*** Opening INFORMATION SHOWN ***

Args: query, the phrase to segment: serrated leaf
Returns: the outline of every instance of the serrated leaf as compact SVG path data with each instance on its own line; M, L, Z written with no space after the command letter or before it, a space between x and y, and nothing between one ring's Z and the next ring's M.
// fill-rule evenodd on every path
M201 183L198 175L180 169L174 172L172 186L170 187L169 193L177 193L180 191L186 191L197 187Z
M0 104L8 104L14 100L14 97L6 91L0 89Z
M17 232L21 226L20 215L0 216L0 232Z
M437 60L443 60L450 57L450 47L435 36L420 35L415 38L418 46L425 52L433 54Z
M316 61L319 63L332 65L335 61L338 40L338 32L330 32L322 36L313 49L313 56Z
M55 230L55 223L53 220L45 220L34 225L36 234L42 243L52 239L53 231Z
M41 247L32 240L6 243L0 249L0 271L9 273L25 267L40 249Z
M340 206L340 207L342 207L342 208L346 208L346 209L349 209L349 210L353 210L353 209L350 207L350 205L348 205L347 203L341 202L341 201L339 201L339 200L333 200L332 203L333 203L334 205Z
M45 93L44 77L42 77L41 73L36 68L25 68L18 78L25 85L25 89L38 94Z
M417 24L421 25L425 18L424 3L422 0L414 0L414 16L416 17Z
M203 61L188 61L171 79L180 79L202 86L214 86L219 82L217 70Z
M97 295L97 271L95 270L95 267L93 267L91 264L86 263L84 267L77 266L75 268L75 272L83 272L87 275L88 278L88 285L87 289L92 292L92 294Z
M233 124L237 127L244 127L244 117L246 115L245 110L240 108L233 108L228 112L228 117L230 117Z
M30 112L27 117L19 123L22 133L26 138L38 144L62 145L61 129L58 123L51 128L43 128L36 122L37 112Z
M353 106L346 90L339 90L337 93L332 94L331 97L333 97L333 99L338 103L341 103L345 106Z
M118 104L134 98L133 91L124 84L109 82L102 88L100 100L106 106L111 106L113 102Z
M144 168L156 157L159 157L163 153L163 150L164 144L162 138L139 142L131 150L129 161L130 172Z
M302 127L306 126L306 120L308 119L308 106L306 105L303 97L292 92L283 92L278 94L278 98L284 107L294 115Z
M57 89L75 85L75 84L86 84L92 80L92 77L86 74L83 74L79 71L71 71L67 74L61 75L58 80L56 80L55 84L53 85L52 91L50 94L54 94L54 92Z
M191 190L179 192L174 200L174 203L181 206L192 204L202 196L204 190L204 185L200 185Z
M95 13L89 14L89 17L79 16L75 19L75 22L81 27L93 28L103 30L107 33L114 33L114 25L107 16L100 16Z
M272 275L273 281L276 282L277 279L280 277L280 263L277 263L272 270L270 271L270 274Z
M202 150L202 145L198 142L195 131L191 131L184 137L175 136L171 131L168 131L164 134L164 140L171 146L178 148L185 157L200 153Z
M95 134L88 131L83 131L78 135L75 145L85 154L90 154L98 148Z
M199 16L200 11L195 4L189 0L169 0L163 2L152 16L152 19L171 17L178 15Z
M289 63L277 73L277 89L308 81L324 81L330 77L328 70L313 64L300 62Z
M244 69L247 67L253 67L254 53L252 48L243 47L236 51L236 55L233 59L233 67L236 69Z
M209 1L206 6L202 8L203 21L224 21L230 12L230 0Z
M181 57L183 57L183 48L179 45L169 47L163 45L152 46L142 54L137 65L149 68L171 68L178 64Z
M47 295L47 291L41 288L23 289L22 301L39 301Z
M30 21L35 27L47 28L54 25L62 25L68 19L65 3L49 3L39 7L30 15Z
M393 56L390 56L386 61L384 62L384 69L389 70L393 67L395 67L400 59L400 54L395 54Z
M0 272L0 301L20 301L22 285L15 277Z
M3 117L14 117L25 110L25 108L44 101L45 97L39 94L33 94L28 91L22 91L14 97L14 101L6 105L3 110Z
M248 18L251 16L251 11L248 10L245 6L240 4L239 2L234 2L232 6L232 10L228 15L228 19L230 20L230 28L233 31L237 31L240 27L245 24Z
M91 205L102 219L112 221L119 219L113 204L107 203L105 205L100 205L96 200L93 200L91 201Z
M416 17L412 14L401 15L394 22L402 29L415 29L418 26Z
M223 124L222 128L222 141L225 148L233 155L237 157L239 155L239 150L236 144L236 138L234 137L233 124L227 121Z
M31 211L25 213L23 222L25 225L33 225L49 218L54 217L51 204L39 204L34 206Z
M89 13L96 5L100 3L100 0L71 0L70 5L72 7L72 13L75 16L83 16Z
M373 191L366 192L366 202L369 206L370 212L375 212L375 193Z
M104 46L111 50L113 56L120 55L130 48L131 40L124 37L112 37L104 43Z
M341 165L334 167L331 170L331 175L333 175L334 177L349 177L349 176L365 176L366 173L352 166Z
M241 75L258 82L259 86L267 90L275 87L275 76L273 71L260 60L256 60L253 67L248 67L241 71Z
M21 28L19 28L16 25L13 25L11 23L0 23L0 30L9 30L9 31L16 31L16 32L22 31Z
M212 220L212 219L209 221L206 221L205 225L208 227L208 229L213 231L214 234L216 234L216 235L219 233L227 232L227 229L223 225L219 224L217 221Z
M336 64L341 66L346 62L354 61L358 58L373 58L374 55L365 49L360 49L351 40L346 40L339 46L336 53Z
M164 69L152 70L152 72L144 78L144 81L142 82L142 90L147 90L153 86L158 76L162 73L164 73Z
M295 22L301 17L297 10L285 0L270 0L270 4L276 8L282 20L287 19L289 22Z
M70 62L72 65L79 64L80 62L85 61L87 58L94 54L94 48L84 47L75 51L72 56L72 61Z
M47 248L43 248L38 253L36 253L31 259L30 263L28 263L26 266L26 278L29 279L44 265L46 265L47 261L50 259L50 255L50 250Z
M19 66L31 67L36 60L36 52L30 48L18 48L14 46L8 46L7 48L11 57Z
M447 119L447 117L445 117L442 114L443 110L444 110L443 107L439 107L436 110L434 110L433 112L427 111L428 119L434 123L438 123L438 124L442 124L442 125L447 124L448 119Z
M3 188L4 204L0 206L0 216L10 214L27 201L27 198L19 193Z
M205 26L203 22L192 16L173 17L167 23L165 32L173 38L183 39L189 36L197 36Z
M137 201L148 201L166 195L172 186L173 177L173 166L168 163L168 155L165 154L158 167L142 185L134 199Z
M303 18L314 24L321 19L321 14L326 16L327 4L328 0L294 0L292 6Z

*** Closing INFORMATION SHOWN ***

=== ASSIGNED TASK ===
Give back all the records exactly as they stand.

=== RESPONSE BOX ===
Args: query, the phrase to segment: serrated leaf
Returns: the outline of every instance of the serrated leaf as compact SVG path data with each instance on its own line; M, L, Z written with no space after the command letter or before it, a space between x and y, and nothing between one ring's Z and the next ring's M.
// fill-rule evenodd on every path
M201 183L198 175L180 169L174 172L172 186L170 187L169 193L177 193L180 191L186 191L197 187Z
M0 104L8 104L14 100L14 97L6 91L0 89Z
M17 232L21 226L20 215L0 216L0 232Z
M437 60L443 60L450 57L450 47L435 36L420 35L415 38L418 46L425 52L433 54Z
M316 61L319 63L332 65L335 61L338 40L338 32L330 32L322 36L313 49L313 56Z
M55 230L55 223L53 220L45 220L34 225L36 234L42 243L52 239L53 231Z
M41 247L32 240L6 243L0 249L0 271L9 273L25 267L40 249Z
M340 206L340 207L342 207L342 208L346 208L346 209L349 209L349 210L353 210L353 209L350 207L350 205L348 205L347 203L341 202L341 201L339 201L339 200L333 200L332 203L333 203L334 205Z
M45 93L44 77L42 77L41 73L36 68L25 68L18 78L25 85L25 89L38 94Z
M417 24L421 25L425 18L424 3L422 0L414 0L414 16L416 17Z
M203 61L188 61L171 79L180 79L202 86L214 86L219 82L217 70Z
M97 295L97 271L95 270L95 267L93 267L91 264L86 263L84 267L77 266L75 268L75 272L83 272L87 275L88 278L88 285L87 289L92 292L92 294Z
M233 124L237 127L244 127L244 117L246 115L245 110L240 108L233 108L228 112L228 117L230 117Z
M30 112L27 117L19 123L22 133L26 138L38 144L62 145L61 129L58 123L51 128L43 128L36 122L37 112Z
M353 106L346 90L339 90L337 93L332 94L331 97L333 97L333 99L338 103L341 103L345 106Z
M118 104L134 98L133 91L124 84L109 82L102 88L100 100L106 106L111 106L113 102Z
M144 168L156 157L159 157L163 153L163 150L164 144L162 138L139 142L131 150L129 161L130 172Z
M302 127L306 126L306 120L308 119L308 106L306 105L303 97L292 92L283 92L278 94L278 98L284 107L294 115Z
M57 89L75 85L75 84L86 84L92 80L92 77L86 74L83 74L79 71L71 71L67 74L61 75L58 80L56 80L55 84L53 85L52 91L50 94L54 94L54 92Z
M191 190L179 192L174 200L174 203L181 206L192 204L202 196L204 190L204 185L200 185Z
M95 13L89 14L89 17L79 16L75 19L75 22L81 27L93 28L103 30L107 33L114 33L114 25L107 16L100 16Z
M272 275L273 281L276 282L277 279L280 277L280 263L277 263L272 270L270 271L270 274Z
M202 150L202 145L198 142L195 131L191 131L184 137L175 136L171 131L168 131L164 134L164 140L171 146L178 148L185 157L200 153Z
M95 134L88 131L83 131L78 135L75 145L85 154L90 154L98 148Z
M199 16L200 11L195 4L189 0L169 0L163 2L152 16L152 19L171 17L178 15Z
M289 63L277 73L277 89L308 81L324 81L330 77L328 70L313 64L300 62Z
M244 69L247 67L253 67L254 53L252 48L243 47L236 51L236 55L233 59L233 67L236 69Z
M209 1L206 6L202 8L203 21L224 21L230 12L230 0Z
M181 57L183 57L183 48L179 45L169 47L163 45L152 46L142 54L137 65L149 68L171 68L178 64Z
M47 295L47 291L41 288L23 289L22 301L39 301Z
M30 21L35 27L47 28L54 25L62 25L68 19L65 3L49 3L39 7L30 15Z
M393 56L390 56L386 61L384 62L384 69L389 70L393 67L395 67L400 59L400 54L395 54Z
M0 272L0 301L20 301L22 285L15 277Z
M3 117L14 117L25 110L25 108L44 101L45 97L39 94L33 94L28 91L22 91L14 97L14 101L6 105L3 110Z
M248 18L251 16L251 11L248 10L245 6L240 4L239 2L234 2L232 6L232 10L228 15L228 19L230 20L230 28L233 31L237 31L240 27L245 24Z
M91 205L102 219L112 221L119 219L113 204L107 203L105 205L100 205L96 200L93 200L91 201Z
M416 17L412 14L401 15L394 22L402 29L415 29L418 26Z
M223 124L222 128L222 141L225 148L233 155L237 157L239 155L239 150L236 144L236 138L234 137L233 124L227 121Z
M31 211L25 213L23 222L25 225L33 225L49 218L54 217L51 204L39 204L34 206Z
M89 13L96 5L100 3L100 0L71 0L70 5L72 7L72 13L75 16L83 16Z
M373 191L366 192L366 202L369 206L370 212L375 212L375 193Z
M104 46L111 50L113 56L120 55L130 48L131 40L124 37L112 37L104 43Z
M341 165L334 167L331 170L331 175L333 175L334 177L349 177L349 176L365 176L366 173L352 166Z
M241 75L258 82L259 86L267 90L275 87L275 76L273 71L260 60L256 60L253 67L248 67L241 71Z
M21 28L19 28L16 25L13 25L11 23L0 23L0 30L9 30L9 31L16 31L16 32L22 31Z
M212 220L212 219L209 221L206 221L205 225L208 227L208 229L213 231L214 234L216 234L216 235L219 233L227 232L227 229L223 225L219 224L217 221Z
M336 64L341 66L346 62L354 61L358 58L373 58L374 55L365 49L360 49L351 40L346 40L339 46L336 53Z
M164 69L152 70L152 72L144 78L144 81L142 82L142 90L147 90L153 86L158 76L162 73L164 73Z
M295 22L301 17L297 10L285 0L270 0L270 4L276 8L282 20L287 19L289 22Z
M70 62L72 65L79 64L80 62L85 61L87 58L94 54L94 48L84 47L75 51L72 56L72 61Z
M47 248L43 248L38 253L36 253L31 259L30 263L28 263L26 266L26 278L29 279L44 265L46 265L47 261L50 259L50 255L50 250Z
M19 66L31 67L36 60L36 52L30 48L18 48L14 46L8 46L7 48L11 57Z
M447 119L447 117L445 117L442 114L443 110L444 110L443 107L439 107L436 110L434 110L433 112L427 111L428 119L434 123L438 123L438 124L442 124L442 125L447 124L448 119Z
M3 188L4 204L0 206L0 216L10 214L27 201L27 198L19 193Z
M205 26L203 22L192 16L173 17L167 23L165 32L173 38L183 39L189 36L197 36Z
M137 201L148 201L166 195L172 186L173 177L173 166L168 163L168 155L165 154L158 167L142 185L134 199Z
M303 18L314 24L321 19L321 14L326 16L327 4L328 0L294 0L292 6Z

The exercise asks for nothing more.